** Opening ENTRIES PROVIDED block **

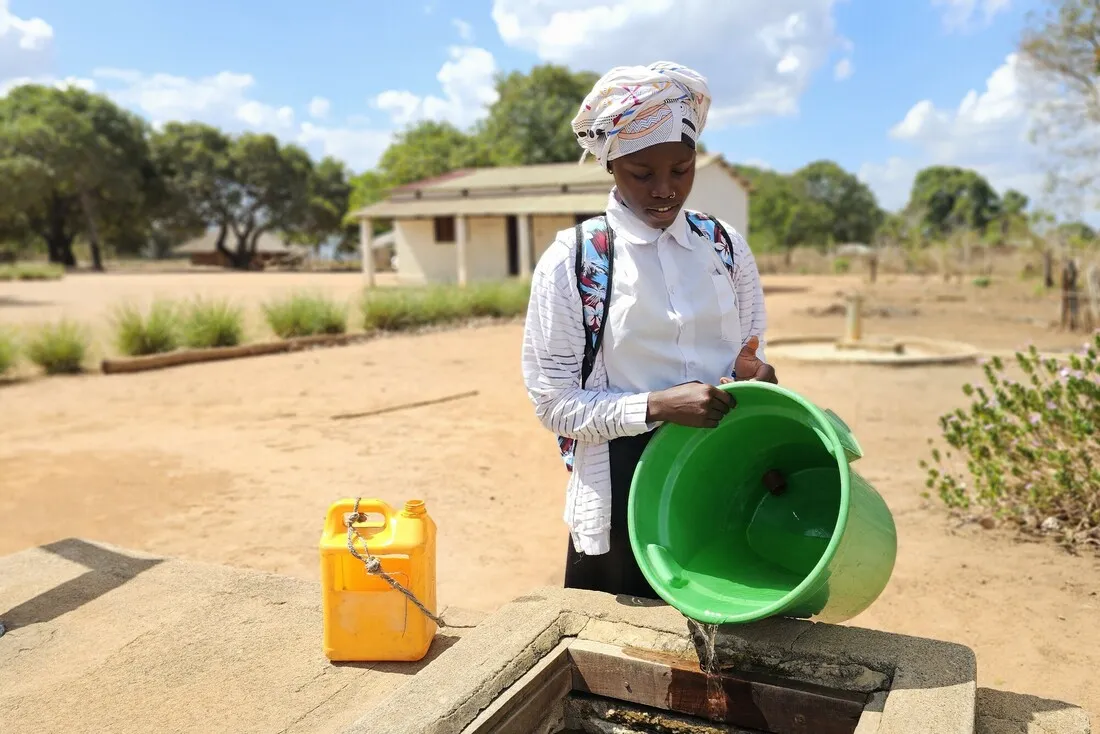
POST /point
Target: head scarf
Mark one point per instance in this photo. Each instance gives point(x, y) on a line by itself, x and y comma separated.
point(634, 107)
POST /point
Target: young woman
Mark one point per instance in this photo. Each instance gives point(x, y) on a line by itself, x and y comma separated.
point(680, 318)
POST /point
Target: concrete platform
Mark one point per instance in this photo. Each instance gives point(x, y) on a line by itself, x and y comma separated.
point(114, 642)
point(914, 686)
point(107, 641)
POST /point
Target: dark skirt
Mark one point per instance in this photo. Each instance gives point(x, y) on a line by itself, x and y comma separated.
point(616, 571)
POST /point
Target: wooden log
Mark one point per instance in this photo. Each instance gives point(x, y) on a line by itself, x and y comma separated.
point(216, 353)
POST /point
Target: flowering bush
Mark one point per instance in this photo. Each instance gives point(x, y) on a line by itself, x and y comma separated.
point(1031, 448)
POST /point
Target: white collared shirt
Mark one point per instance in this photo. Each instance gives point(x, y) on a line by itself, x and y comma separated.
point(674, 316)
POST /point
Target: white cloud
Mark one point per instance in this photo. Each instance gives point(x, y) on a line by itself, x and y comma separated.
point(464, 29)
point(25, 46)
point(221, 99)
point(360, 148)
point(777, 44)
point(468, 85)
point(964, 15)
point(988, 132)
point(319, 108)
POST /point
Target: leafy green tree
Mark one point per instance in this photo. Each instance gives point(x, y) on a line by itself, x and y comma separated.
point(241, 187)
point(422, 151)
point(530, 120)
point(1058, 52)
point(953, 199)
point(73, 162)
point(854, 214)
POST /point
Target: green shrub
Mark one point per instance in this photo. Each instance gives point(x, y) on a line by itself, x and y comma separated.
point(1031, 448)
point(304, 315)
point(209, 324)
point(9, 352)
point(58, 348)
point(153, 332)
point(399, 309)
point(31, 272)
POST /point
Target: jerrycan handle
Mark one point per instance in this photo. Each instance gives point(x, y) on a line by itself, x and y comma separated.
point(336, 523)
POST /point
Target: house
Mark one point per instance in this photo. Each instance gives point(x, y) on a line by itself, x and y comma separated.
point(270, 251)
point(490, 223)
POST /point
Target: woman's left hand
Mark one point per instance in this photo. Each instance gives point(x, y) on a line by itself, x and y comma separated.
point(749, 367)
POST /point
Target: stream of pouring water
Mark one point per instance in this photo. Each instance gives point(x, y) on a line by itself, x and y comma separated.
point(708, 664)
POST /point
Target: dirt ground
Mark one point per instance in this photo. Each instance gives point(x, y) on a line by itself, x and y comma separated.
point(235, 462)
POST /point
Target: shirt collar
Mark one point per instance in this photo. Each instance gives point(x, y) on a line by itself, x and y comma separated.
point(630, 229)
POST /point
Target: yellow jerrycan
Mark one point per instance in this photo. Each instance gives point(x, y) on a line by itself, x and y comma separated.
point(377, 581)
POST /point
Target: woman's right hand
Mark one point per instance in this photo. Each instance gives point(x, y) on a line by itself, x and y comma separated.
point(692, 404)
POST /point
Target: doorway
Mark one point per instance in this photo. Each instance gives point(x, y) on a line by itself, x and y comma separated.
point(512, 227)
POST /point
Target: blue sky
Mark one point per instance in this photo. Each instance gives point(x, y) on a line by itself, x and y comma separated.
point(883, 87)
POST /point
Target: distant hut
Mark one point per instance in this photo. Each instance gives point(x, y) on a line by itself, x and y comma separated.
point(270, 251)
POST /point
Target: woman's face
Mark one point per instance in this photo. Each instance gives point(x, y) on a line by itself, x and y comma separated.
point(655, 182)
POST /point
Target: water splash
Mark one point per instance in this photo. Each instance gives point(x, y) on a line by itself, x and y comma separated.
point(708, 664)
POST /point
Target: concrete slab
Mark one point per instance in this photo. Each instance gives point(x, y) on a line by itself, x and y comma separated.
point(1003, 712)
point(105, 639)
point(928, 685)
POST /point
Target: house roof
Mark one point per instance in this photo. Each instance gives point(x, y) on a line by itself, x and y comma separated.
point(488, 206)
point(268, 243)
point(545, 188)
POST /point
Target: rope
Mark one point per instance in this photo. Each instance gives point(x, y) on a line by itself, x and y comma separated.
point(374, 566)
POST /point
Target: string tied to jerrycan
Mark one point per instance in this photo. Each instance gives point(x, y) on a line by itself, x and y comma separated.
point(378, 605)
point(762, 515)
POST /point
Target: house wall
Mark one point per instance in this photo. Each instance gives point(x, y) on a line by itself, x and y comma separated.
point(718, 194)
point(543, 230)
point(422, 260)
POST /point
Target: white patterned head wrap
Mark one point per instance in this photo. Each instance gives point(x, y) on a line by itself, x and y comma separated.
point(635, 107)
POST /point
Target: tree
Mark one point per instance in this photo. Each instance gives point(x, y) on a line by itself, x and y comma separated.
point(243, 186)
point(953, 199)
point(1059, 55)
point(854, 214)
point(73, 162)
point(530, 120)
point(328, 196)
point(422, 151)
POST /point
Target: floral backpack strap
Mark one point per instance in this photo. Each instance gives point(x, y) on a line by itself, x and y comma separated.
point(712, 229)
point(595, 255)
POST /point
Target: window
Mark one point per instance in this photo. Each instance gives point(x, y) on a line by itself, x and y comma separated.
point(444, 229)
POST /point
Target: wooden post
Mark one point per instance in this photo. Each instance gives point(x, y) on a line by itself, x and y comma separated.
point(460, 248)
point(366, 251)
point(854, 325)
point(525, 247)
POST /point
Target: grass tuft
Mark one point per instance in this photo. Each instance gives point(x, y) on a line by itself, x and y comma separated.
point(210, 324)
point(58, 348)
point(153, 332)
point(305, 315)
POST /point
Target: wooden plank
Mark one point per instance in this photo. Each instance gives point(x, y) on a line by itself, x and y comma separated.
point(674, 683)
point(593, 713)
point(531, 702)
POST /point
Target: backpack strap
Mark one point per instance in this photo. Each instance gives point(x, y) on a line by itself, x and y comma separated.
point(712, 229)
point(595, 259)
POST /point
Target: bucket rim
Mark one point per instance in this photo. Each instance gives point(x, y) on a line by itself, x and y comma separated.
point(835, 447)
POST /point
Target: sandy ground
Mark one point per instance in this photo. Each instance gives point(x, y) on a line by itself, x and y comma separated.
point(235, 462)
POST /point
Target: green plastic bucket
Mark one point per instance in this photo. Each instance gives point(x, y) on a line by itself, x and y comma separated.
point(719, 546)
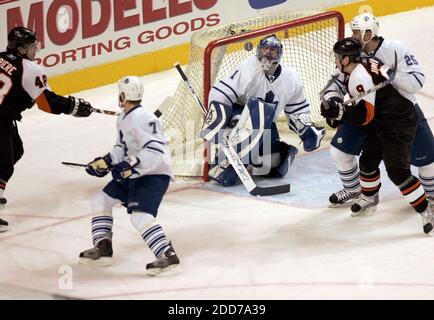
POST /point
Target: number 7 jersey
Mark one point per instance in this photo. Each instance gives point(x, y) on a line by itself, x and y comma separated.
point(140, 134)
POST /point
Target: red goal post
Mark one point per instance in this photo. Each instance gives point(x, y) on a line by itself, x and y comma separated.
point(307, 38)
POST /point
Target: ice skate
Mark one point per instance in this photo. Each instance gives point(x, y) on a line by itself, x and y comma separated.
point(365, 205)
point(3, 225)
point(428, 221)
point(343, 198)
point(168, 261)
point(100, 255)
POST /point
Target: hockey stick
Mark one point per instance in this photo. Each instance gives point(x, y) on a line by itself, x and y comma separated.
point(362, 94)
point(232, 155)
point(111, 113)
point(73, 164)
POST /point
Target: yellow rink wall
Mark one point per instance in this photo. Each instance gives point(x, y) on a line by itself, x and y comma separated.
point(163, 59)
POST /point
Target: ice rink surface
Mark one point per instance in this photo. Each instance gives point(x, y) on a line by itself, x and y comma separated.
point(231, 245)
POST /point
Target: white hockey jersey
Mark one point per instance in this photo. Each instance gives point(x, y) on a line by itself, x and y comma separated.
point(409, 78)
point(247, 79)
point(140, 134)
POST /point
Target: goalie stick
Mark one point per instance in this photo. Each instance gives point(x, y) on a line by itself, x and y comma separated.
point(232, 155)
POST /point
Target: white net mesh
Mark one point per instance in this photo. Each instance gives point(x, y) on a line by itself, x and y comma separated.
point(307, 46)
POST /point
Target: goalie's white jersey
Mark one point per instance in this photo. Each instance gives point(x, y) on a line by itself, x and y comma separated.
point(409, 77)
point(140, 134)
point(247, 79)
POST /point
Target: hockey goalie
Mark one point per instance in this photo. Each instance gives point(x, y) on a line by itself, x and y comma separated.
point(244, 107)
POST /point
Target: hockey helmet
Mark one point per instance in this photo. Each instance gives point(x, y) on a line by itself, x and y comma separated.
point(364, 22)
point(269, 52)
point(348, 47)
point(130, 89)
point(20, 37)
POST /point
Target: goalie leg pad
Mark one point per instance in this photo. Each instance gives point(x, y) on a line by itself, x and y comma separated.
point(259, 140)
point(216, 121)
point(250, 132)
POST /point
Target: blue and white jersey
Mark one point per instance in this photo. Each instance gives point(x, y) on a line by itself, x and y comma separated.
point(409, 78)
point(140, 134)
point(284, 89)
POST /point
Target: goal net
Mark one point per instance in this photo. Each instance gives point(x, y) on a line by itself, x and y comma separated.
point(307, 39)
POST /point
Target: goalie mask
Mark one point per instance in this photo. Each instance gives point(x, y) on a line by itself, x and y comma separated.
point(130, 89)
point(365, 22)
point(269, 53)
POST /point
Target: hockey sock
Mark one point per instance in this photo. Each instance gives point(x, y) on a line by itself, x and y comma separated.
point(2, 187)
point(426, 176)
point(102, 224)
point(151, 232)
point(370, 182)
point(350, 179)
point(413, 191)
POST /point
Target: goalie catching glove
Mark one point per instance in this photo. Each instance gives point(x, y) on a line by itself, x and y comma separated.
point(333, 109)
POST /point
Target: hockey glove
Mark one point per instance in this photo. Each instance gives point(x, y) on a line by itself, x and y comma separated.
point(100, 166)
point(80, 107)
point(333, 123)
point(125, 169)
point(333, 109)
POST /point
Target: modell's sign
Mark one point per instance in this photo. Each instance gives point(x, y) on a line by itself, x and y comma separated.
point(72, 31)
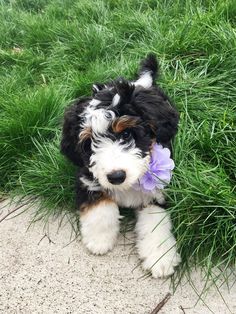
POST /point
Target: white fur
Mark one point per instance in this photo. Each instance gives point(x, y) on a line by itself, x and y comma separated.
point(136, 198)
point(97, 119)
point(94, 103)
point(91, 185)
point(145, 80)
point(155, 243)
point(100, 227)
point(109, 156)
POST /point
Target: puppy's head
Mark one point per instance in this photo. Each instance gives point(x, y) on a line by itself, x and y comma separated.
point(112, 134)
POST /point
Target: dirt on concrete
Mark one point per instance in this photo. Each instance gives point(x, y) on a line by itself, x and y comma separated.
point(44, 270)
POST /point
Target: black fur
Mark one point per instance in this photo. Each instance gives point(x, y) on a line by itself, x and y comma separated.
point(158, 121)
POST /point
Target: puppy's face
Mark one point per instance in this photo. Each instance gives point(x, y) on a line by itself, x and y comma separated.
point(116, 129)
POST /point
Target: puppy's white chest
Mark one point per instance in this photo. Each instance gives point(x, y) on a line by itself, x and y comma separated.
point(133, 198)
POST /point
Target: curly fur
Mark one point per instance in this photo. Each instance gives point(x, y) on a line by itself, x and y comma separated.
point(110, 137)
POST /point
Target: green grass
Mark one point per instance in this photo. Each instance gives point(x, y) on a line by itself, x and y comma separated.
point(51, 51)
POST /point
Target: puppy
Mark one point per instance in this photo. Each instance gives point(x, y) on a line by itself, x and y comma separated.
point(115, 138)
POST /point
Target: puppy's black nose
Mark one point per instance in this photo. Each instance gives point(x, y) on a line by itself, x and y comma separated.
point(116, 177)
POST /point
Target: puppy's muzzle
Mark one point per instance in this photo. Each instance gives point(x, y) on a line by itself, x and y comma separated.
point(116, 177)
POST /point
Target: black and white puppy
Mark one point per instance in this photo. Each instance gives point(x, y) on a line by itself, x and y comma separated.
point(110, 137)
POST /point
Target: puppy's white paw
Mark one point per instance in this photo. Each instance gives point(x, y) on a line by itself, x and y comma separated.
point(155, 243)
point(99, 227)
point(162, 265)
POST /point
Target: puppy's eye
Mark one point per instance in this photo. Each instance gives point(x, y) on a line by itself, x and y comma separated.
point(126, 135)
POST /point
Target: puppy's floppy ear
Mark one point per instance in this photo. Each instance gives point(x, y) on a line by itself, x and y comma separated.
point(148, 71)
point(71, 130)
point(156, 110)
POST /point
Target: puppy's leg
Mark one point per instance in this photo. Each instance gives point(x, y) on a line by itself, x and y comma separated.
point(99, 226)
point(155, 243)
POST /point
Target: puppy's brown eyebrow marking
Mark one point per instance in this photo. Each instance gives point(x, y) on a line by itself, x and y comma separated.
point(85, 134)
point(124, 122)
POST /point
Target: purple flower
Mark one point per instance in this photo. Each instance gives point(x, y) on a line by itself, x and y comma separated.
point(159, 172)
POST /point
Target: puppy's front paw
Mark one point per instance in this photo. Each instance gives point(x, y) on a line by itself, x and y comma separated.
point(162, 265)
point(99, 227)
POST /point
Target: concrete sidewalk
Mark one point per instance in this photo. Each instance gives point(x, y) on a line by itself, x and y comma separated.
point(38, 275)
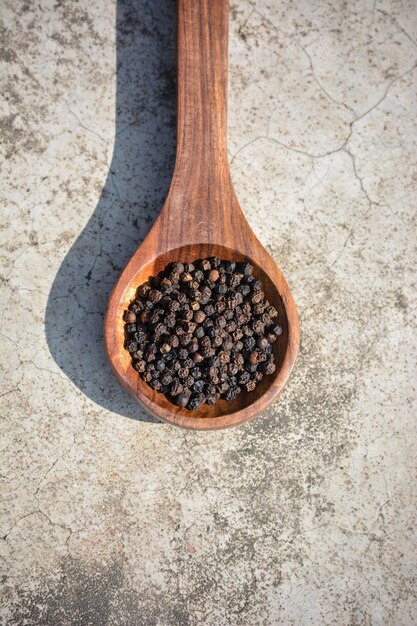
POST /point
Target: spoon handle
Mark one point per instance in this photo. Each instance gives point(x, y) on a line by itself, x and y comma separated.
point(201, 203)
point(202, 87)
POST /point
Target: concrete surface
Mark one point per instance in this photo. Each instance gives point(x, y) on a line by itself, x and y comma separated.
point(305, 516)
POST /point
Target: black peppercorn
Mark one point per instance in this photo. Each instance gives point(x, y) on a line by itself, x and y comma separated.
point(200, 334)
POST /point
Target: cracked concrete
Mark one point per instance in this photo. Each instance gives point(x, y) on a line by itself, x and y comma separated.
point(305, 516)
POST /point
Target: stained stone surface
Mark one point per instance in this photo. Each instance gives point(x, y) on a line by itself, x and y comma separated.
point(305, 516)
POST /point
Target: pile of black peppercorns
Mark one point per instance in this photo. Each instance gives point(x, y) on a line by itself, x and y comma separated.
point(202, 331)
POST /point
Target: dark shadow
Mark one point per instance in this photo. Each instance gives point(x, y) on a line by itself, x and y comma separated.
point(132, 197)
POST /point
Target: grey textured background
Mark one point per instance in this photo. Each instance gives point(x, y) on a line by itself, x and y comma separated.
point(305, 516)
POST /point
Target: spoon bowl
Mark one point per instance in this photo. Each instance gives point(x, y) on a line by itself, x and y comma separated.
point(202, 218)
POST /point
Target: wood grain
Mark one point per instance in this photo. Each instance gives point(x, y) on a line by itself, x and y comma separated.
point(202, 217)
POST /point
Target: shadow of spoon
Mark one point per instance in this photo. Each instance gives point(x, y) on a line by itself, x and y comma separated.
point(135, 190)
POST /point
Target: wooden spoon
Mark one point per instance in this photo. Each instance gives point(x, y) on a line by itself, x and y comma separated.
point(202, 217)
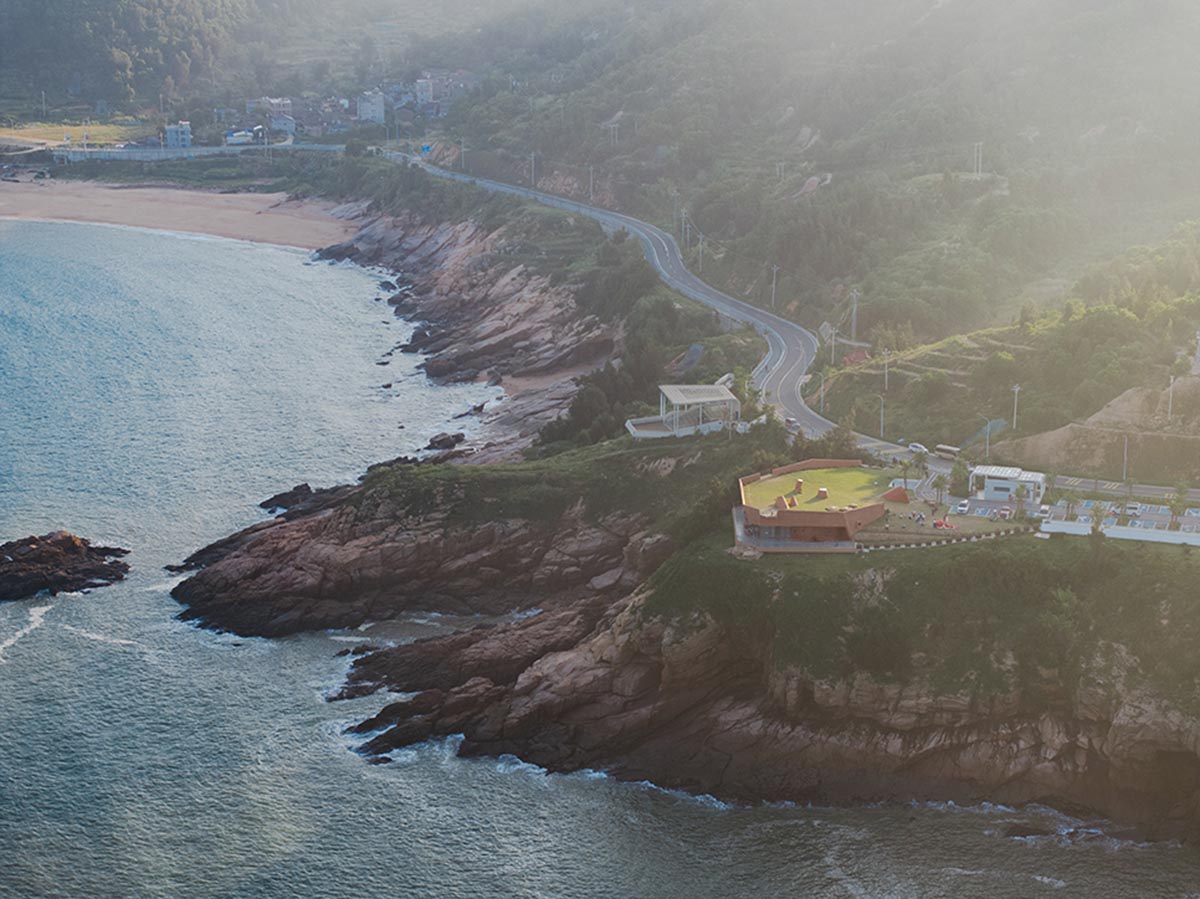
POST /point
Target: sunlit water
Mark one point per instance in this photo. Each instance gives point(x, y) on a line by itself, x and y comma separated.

** Closing ENTRIES PROVIDED block **

** ACTION ITEM **
Exclude all pictures and return precisely the lines from the one containing "Target: spoon bowl" through the closing line of the data.

** ANSWER SECTION **
Target: spoon bowl
Mark one point per instance in this photo. Each instance gives point(x, y) on a line by itself, x and y comma separated.
point(202, 218)
POST /point
Target: wood grain
Mark one point per instance in this photo. Each instance gives point(x, y) on a line by itself, x and y comma separated.
point(202, 217)
POST /point
Target: shadow of spoon
Mark one point per instance in this photo. Each instance gives point(x, y) on a line by itself, x and y comma separated.
point(135, 190)
POST /point
Target: wooden spoon
Mark one point per instance in this photo. Each instance gives point(x, y) on a line by itself, x and y comma separated.
point(202, 217)
POST /point
Target: sunlit water
Mark one point per instance in this photo. Each instance gives point(x, y) on a line by itself, x and y comma separated.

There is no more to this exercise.